### [Aim]
Copy out every line of the material below verbatim, keeping the original order.

>> Begin Available data

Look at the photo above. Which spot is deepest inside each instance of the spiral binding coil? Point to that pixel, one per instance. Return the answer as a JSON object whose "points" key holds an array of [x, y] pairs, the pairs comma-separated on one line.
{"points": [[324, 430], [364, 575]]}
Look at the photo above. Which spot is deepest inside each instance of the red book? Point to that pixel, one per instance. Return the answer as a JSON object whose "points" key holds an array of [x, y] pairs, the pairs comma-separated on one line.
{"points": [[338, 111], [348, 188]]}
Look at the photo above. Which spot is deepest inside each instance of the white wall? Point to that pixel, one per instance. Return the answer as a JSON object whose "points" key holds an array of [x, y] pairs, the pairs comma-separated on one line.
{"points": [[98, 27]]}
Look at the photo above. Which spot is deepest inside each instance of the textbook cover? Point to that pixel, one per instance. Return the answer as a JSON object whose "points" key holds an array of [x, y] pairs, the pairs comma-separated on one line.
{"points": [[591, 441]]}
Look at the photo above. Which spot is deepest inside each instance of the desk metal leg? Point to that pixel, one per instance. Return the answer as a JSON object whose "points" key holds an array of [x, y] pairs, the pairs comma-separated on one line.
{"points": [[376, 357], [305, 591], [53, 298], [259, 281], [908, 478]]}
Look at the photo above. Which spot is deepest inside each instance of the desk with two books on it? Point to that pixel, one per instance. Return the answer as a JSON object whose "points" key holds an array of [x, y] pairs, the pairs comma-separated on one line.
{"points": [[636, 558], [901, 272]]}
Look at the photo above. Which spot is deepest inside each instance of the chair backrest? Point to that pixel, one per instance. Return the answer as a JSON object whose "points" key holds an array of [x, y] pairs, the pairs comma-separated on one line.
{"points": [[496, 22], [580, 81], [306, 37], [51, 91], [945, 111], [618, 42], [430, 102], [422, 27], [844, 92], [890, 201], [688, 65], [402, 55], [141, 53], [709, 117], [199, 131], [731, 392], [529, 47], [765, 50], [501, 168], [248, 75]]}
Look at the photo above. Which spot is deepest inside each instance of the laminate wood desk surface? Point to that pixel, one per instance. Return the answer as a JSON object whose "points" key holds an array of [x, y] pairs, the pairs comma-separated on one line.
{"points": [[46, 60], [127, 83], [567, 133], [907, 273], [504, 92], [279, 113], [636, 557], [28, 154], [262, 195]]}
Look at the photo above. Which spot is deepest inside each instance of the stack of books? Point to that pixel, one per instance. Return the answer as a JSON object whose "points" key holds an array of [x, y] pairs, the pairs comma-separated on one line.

>> End Available data

### [Complete response]
Look at the photo above. Which spot is deepest inside each instance of the spiral binding coil? Point to that pixel, one per instance. Return the answer as a JSON object whose "points" key holds an array of [x, y] pairs, the pairs comma-separated on one line.
{"points": [[324, 430], [364, 575]]}
Look at the photo above. Which spot is deepest inside each instance of the red book? Point to that pixel, one per instance. Return the answer as a JSON object whose "points" key holds an array of [x, y] pairs, the pairs comma-separated on one line.
{"points": [[338, 111], [348, 188]]}
Look at the photo above. Which spot is deepest inside each instance of the white wall? Point to that pixel, one per instance. Return the answer as a JSON object whose "points" key holds an array of [x, y] pairs, the pairs comma-separated on one line.
{"points": [[98, 27]]}
Look at the photo above. Which spot is deepest inside each instance of the textbook cover? Point to that pixel, one per instance. Return the answer as a JSON object whose "points" key holds an array of [x, y] pairs, the pairs comma-separated on one line.
{"points": [[591, 441]]}
Look at the photo above. Which spot is deepest inside each instance of the desk metal leg? Point to that pixel, one per instance. Return the answer as a JSON object whose "points" key holds an array of [x, y] pairs, the pairs comma-separated on one line.
{"points": [[376, 357], [305, 591], [53, 298], [259, 281], [908, 478]]}
Look at the photo above. Which spot is deepest inside each instance of the desk with two books on it? Point to that pixel, one per instance. Return the answer as a JSON object whose "points" key holds an array of [x, y] pairs, the pairs comma-separated on one line.
{"points": [[636, 558], [901, 272]]}
Look at the photo above. Which spot is deepest inside each instance of the chair backrest? Point to that pixel, one per instance. Return the answer as a JSON object whose "points" key holds an array of [x, y] pairs, the pairs comma-separated on one line.
{"points": [[496, 22], [580, 81], [306, 37], [51, 91], [945, 111], [618, 42], [430, 102], [422, 27], [844, 92], [890, 201], [688, 65], [402, 55], [141, 53], [709, 117], [199, 131], [731, 392], [529, 47], [765, 50], [501, 168], [248, 75]]}
Look at the photo above. Which spot is deepest inside each instance of the laminate wood desk surface? Point to that pixel, one per instance. Return the answer as a JSON object whose "points" key holds an array of [x, y] pairs, the pairs comma-separated on one line.
{"points": [[46, 60], [127, 83], [567, 133], [907, 273], [504, 92], [279, 113], [636, 557], [28, 154], [262, 195]]}
Look at the photo above. Which spot is deepest inside each instance of the stack of books? Point to that pixel, one per instance. Return the answer as a JSON object whose "points" key holds an array of [x, y] pairs, the pairs comma-separated on one line.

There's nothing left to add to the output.